Passage:
[CMake] Obtaining improved GNU make performance on Makefiles generated by cmake

Bill Hoffman bill.hoffman at kitware.com
Mon Mar 17 21:22:21 EDT 2008


Alan W. Irwin wrote:
> The GNU make documentation states the following:
> 
>    Since it knows that phony targets do not name actual files that
>    could be remade from other files, make skips the implicit rule search
>    for phony targets.... This is why declaring a
>    target phony is good for [make] performance....
> 
> Also,
> 
>    Using .PHONY' is more explicit and more efficient.  However, other
>    versions of make' do not support .PHONY'; thus FORCE (an arbitrarily
>    named rule with no prerequisites or rules) appears in
>    many makefiles.
> 
> As part of another investigation I searched a Linux build tree created by
> cmake (2.4.8) and was surprised to find no reference to .PHONY. Instead, 
> the makefile generator on Linux is using the same method as FORCE idea
> above, i.e., a rule called cmake_force with no prerequisites or commands to
> serve as a prerequisite to rules that must be run every time.

Information provided:

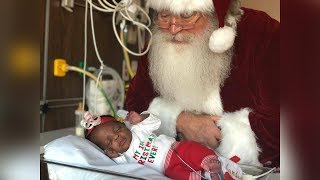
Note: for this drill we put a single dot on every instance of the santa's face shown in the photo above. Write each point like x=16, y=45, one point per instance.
x=183, y=68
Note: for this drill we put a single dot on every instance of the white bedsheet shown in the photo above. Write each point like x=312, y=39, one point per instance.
x=79, y=151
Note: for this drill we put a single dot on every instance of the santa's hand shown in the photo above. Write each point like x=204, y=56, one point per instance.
x=199, y=128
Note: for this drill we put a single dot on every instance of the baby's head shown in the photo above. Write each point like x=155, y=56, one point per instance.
x=112, y=136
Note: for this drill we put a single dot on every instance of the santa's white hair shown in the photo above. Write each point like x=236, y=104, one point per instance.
x=189, y=73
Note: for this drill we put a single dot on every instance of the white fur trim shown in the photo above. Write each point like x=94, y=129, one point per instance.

Goal of the exercise:
Could you set down the whole mailing-list post above on CMake-generated Makefiles and .PHONY, word for word?

Solution for this task:
[CMake] Obtaining improved GNU make performance on Makefiles generated by cmake

Bill Hoffman bill.hoffman at kitware.com
Mon Mar 17 21:22:21 EDT 2008


Alan W. Irwin wrote:
> The GNU make documentation states the following:
> 
>    Since it knows that phony targets do not name actual files that
>    could be remade from other files, make skips the implicit rule search
>    for phony targets.... This is why declaring a
>    target phony is good for [make] performance....
> 
> Also,
> 
>    Using .PHONY' is more explicit and more efficient.  However, other
>    versions of make' do not support .PHONY'; thus FORCE (an arbitrarily
>    named rule with no prerequisites or rules) appears in
>    many makefiles.
> 
> As part of another investigation I searched a Linux build tree created by
> cmake (2.4.8) and was surprised to find no reference to .PHONY. Instead, 
> the makefile generator on Linux is using the same method as FORCE idea
> above, i.e., a rule called cmake_force with no prerequisites or commands to
> serve as a prerequisite to rules that must be run every time.